Problem to solve | Lines before the one containing "Query: red dress" in the records below are to be left out; that line and all after it, through the end, are to be retyped exactly.

Data for this exercise |

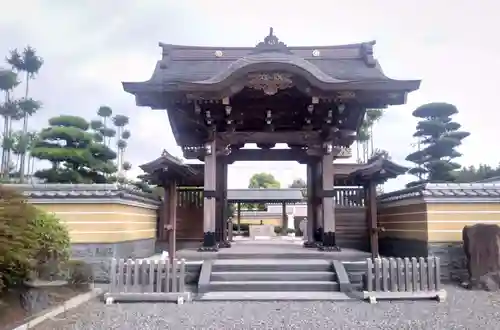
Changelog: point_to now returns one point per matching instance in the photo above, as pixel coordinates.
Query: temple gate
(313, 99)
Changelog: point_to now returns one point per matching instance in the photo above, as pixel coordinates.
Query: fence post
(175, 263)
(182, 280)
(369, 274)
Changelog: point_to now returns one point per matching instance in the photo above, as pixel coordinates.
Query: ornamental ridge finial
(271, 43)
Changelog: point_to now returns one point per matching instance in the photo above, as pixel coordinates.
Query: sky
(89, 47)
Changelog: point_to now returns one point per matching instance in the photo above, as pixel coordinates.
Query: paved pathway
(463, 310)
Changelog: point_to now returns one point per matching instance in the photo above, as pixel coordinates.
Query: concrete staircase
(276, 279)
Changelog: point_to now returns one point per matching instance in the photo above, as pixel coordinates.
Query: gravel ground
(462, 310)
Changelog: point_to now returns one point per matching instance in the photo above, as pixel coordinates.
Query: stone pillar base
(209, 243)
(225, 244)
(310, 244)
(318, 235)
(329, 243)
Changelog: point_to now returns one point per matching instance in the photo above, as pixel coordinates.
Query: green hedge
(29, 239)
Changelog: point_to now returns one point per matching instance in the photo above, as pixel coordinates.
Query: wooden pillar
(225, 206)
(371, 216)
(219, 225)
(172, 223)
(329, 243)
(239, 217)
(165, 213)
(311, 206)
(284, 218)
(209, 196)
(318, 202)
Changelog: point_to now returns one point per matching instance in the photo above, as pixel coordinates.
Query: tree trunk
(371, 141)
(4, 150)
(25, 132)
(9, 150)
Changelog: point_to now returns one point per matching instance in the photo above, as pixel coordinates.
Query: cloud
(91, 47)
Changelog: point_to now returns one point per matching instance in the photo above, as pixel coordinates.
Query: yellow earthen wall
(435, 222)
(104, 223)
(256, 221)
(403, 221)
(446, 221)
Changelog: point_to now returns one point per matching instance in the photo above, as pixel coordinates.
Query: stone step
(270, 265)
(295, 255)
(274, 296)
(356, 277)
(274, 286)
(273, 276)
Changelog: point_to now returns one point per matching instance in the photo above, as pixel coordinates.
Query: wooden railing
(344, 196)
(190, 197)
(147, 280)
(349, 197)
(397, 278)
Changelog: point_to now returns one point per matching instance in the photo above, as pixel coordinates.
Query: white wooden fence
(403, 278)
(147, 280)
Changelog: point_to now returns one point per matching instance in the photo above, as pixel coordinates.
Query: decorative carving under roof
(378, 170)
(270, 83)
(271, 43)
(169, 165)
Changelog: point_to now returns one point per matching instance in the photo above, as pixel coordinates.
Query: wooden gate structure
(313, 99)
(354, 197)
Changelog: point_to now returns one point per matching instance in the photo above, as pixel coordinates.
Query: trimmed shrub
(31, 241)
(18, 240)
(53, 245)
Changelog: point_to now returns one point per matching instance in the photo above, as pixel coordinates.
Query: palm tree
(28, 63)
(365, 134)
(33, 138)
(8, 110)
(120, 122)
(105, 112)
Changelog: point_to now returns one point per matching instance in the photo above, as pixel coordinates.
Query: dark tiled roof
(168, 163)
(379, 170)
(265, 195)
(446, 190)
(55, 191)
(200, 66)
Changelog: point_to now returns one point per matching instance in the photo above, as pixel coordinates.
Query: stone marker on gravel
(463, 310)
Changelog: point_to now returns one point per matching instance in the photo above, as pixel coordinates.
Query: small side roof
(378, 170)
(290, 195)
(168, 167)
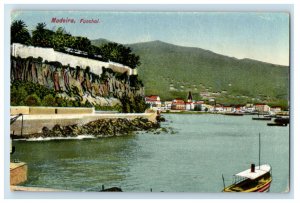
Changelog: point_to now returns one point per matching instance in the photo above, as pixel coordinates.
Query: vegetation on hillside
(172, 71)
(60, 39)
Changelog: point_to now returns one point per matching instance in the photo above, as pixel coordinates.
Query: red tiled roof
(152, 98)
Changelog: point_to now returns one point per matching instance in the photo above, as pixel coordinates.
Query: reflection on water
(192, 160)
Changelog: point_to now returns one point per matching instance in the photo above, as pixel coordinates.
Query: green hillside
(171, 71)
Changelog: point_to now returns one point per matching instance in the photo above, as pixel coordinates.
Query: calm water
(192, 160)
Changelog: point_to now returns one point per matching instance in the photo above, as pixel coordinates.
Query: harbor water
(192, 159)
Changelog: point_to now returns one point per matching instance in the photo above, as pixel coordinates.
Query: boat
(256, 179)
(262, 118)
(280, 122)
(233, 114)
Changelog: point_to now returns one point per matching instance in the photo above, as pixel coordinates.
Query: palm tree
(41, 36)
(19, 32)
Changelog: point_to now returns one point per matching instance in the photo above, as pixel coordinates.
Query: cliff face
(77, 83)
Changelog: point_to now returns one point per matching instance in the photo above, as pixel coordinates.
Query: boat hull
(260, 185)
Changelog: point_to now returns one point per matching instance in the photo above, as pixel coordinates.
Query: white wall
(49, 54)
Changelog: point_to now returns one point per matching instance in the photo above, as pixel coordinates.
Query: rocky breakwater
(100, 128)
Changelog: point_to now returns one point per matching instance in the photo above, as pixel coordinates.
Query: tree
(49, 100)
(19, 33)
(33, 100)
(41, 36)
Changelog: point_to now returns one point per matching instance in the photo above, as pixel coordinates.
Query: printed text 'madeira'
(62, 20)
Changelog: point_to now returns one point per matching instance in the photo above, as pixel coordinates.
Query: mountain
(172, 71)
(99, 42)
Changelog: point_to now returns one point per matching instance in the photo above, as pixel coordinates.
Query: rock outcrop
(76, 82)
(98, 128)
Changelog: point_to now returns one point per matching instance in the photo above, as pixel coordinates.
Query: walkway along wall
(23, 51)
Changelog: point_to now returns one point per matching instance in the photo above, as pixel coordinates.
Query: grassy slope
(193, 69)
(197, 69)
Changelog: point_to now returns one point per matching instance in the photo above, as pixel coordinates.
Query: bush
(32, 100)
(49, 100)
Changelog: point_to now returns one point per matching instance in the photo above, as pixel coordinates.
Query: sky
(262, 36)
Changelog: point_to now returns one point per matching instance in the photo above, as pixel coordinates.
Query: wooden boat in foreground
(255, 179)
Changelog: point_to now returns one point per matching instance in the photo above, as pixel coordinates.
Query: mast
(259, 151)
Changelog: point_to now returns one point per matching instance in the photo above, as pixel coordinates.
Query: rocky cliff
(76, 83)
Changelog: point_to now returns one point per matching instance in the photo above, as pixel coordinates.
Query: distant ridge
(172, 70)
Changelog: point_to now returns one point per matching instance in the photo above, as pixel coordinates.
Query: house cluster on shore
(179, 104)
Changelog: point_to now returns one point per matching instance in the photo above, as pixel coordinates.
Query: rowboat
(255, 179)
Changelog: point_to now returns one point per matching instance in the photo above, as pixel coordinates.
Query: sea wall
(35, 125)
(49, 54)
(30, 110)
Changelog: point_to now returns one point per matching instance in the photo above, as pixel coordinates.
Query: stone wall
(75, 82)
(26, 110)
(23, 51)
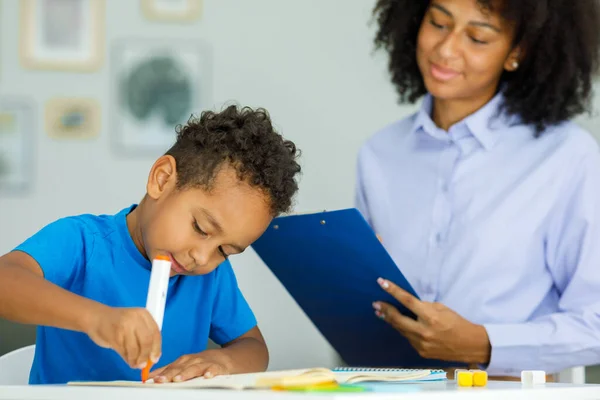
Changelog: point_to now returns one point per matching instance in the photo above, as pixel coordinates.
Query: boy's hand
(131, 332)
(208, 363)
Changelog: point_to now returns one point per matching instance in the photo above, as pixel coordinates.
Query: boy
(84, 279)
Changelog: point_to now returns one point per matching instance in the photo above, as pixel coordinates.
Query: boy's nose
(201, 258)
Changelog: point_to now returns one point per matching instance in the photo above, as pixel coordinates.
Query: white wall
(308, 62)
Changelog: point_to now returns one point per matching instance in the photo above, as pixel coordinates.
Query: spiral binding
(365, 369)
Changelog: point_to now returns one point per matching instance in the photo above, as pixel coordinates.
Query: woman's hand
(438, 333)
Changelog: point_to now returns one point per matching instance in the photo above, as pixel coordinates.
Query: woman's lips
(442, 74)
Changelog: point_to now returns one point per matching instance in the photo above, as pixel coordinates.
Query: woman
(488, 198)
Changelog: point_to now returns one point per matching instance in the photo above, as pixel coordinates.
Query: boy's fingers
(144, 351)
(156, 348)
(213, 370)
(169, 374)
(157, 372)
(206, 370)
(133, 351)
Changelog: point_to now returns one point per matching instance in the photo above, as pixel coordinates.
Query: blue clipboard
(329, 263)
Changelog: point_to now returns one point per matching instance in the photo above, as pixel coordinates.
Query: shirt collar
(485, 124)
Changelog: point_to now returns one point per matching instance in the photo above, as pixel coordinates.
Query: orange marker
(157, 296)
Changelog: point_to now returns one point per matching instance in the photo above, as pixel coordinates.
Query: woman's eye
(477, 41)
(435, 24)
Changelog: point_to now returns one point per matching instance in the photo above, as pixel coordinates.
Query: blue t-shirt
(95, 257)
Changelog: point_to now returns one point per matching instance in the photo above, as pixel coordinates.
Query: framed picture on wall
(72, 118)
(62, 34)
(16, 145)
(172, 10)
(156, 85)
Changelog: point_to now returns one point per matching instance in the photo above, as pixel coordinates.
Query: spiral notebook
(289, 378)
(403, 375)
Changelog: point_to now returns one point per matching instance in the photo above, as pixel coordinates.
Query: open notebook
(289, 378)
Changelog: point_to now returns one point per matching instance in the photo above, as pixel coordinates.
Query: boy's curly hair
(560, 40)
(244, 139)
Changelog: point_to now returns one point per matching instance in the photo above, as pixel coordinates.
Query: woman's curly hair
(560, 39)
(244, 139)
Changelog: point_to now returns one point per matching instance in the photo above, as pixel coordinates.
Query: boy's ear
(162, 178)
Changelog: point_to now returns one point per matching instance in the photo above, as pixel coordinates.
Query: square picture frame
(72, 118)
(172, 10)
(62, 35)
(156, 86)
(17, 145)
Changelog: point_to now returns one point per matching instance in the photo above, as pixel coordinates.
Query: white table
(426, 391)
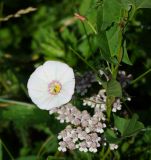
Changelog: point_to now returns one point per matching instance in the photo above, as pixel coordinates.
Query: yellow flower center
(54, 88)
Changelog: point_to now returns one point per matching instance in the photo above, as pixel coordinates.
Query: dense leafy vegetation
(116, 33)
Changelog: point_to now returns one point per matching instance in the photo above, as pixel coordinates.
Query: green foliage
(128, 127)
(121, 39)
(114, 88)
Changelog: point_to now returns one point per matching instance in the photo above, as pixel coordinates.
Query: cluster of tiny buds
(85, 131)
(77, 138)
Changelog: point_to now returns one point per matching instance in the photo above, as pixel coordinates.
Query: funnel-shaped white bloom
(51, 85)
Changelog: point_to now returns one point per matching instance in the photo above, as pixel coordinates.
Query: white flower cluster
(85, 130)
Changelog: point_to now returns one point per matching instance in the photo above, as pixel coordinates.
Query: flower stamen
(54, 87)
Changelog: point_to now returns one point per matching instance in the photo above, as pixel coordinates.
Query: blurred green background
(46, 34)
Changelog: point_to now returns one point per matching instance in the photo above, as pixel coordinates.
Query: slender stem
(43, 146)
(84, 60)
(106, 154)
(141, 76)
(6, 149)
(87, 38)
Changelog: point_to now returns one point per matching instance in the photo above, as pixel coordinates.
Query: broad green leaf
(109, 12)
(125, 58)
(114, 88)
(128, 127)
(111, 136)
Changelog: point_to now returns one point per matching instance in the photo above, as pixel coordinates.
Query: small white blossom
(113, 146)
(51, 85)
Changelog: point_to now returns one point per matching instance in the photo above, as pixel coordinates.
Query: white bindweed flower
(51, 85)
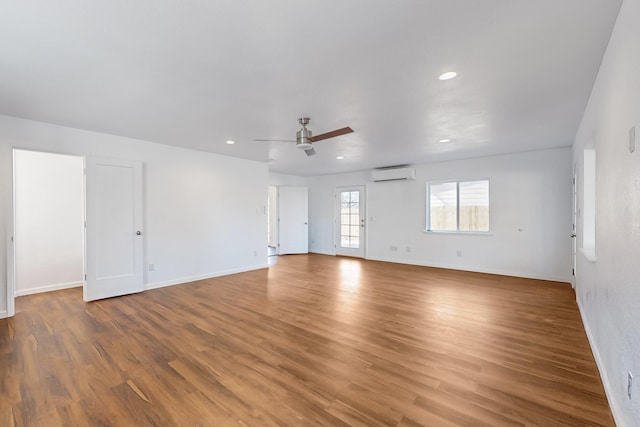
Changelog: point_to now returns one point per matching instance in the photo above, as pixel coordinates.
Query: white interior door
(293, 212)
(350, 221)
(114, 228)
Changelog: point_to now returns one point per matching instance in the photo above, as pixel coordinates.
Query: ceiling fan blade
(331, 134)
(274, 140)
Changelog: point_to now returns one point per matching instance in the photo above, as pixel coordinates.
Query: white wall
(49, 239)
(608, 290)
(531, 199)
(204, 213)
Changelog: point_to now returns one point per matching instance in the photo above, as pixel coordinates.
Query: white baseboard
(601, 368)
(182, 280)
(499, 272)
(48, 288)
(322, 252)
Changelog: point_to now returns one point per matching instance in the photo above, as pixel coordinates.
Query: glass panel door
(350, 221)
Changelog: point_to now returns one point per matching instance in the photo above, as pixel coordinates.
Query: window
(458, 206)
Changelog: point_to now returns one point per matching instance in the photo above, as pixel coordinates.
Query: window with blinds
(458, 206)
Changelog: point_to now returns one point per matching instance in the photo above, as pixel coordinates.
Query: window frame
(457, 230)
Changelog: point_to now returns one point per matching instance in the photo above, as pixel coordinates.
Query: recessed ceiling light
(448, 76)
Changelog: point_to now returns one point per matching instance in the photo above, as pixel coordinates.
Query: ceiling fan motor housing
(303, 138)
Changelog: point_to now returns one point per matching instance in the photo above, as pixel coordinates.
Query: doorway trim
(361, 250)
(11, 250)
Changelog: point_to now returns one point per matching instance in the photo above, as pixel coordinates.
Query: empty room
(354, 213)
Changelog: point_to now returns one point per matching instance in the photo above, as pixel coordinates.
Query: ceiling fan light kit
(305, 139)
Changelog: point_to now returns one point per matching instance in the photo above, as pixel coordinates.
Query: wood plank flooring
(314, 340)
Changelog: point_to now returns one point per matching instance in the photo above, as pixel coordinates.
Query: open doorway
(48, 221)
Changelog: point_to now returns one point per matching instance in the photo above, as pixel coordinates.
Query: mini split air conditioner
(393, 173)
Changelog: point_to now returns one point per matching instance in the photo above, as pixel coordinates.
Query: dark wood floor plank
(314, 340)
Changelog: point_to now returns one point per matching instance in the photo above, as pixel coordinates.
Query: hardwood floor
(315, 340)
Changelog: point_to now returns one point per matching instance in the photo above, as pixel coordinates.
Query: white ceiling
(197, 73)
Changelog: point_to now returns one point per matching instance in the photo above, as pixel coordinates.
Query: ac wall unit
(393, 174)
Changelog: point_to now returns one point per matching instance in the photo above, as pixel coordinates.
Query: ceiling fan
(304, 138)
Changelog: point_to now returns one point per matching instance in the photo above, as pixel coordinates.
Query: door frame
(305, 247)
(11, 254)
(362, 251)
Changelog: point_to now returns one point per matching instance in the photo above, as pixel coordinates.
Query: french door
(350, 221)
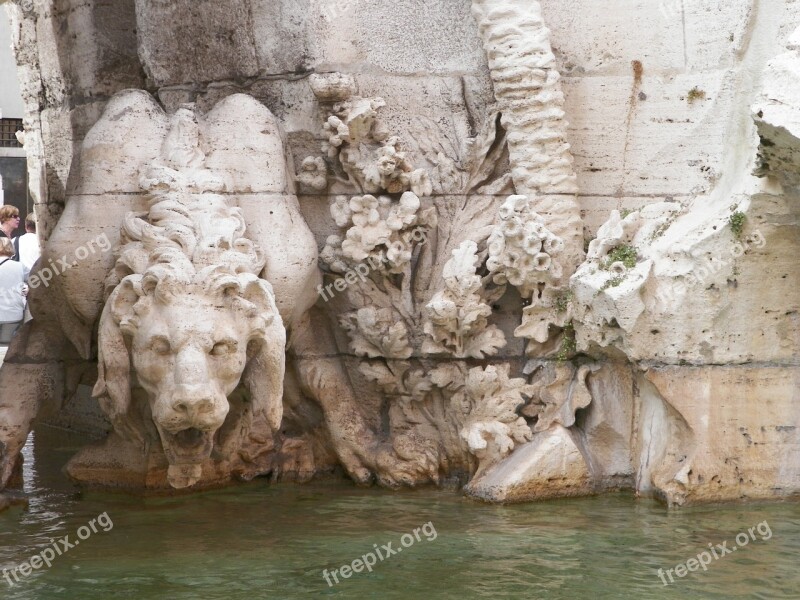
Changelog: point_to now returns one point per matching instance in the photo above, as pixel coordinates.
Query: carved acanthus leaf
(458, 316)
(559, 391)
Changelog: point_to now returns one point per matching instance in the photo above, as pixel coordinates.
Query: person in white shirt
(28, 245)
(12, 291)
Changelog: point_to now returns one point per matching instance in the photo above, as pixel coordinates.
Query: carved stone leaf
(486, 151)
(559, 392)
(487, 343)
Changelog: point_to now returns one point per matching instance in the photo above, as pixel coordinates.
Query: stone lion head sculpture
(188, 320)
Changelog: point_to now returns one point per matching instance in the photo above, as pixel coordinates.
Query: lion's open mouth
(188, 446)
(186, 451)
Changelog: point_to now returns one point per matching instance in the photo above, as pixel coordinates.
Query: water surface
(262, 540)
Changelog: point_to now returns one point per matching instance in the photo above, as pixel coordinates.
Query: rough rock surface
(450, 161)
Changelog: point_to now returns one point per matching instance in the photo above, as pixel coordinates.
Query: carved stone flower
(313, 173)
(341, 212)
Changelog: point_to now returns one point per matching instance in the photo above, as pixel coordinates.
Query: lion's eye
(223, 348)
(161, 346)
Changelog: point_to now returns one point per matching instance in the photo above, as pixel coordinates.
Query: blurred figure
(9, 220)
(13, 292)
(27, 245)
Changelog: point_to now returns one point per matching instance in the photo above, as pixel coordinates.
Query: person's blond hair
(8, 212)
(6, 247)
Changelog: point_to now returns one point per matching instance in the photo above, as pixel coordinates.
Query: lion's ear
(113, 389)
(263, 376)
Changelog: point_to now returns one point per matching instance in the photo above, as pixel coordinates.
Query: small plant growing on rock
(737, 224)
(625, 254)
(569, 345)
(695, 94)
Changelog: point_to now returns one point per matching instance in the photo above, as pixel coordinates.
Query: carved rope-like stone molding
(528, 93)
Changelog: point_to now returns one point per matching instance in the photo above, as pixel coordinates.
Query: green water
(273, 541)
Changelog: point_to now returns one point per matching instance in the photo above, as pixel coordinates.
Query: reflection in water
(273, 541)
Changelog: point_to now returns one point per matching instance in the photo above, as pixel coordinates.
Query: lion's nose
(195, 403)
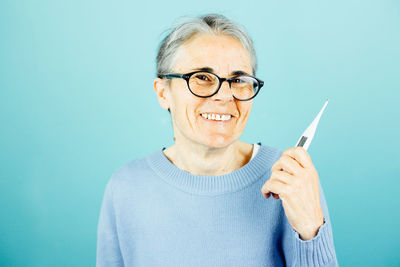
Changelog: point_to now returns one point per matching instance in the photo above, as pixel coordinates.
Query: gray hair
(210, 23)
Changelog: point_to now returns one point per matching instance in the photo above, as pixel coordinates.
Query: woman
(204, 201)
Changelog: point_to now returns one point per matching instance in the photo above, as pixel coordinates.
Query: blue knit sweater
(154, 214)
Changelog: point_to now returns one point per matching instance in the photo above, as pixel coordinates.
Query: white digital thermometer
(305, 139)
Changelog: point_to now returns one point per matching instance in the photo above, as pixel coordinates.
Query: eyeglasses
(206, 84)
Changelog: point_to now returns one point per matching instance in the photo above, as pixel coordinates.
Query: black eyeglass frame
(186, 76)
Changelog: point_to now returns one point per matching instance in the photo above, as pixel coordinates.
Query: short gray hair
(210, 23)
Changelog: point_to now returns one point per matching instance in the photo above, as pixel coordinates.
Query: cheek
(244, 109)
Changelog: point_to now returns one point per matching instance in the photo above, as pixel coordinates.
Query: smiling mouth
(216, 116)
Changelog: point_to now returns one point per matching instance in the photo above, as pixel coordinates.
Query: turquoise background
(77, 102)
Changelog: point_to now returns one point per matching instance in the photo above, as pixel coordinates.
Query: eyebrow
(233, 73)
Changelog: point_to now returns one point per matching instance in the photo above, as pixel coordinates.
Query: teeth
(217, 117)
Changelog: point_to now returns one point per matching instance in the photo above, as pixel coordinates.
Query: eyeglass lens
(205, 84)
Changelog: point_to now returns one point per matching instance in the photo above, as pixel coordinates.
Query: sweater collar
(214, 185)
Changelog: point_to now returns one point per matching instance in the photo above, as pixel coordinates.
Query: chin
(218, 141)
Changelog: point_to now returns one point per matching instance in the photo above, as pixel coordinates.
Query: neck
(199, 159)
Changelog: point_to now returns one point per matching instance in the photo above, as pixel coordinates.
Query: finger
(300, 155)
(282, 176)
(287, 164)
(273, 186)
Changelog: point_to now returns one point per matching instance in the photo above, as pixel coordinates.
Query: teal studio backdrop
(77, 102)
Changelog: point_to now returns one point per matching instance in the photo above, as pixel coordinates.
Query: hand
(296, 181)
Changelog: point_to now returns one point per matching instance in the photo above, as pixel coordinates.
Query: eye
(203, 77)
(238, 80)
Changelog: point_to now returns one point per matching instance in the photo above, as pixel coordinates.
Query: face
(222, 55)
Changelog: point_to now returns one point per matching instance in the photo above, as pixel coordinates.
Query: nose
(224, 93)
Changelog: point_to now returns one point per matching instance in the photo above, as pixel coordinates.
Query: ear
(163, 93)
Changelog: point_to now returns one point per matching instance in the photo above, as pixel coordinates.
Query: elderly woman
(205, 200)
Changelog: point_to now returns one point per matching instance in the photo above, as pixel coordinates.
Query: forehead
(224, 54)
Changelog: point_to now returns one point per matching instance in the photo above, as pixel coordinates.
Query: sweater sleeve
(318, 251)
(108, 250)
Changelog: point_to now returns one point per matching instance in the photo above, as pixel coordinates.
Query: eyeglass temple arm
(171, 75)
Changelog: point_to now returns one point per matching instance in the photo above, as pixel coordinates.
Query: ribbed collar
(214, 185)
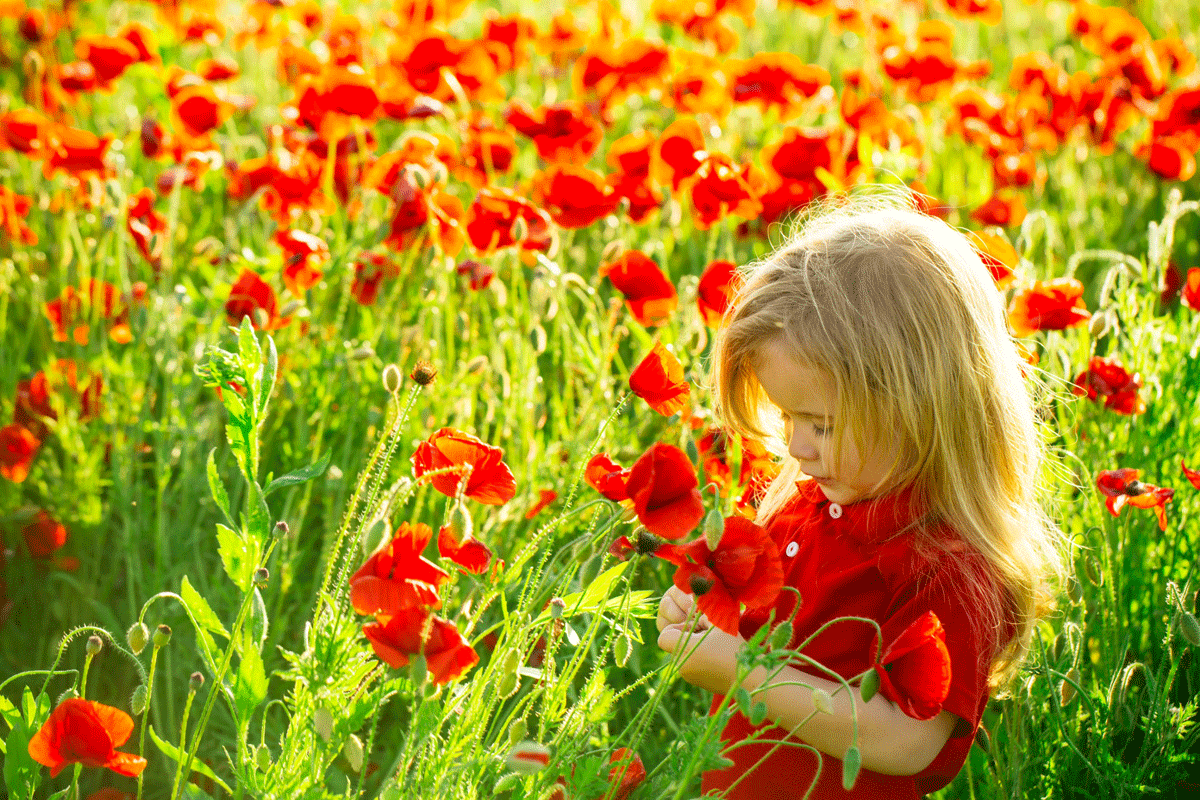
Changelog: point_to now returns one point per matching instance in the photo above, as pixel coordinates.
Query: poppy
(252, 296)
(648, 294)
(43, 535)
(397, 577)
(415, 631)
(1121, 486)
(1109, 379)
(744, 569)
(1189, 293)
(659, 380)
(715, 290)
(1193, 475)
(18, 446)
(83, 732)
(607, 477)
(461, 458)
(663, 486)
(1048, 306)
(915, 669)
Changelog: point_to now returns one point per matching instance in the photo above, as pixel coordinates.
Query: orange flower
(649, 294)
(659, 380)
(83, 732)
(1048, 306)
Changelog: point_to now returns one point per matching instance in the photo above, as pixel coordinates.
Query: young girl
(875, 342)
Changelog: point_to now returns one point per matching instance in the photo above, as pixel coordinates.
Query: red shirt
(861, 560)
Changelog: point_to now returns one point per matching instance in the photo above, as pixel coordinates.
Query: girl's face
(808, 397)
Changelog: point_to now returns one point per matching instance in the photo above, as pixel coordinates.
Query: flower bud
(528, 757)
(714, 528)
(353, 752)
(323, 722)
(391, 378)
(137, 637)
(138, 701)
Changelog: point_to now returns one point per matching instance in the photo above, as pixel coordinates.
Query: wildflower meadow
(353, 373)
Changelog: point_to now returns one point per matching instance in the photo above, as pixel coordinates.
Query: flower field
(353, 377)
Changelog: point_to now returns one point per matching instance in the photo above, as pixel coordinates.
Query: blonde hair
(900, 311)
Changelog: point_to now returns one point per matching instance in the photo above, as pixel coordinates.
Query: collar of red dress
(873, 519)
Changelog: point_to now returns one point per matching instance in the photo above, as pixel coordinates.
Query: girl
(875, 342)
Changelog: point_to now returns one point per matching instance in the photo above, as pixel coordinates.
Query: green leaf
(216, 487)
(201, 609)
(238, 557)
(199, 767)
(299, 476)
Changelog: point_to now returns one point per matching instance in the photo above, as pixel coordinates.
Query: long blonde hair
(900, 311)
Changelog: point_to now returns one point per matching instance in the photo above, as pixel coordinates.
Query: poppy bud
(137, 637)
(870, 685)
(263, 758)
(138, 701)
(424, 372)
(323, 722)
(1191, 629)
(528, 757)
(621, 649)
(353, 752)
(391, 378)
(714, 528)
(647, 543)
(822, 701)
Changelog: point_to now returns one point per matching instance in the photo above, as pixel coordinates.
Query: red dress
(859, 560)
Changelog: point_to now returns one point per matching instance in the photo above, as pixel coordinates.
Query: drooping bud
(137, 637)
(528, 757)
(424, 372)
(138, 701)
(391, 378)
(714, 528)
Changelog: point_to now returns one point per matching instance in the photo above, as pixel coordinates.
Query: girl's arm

Output for this exercise |
Query: red dress
(859, 560)
Changelog: point_to now returns one point per matching instance in the photo above, as pixel coordinates.
Query: drooping bud
(137, 637)
(528, 757)
(424, 372)
(138, 701)
(391, 378)
(714, 528)
Changelog: point_to now returns one point per matching instance in the photo above, as pixel coordinates.
Query: girl's arm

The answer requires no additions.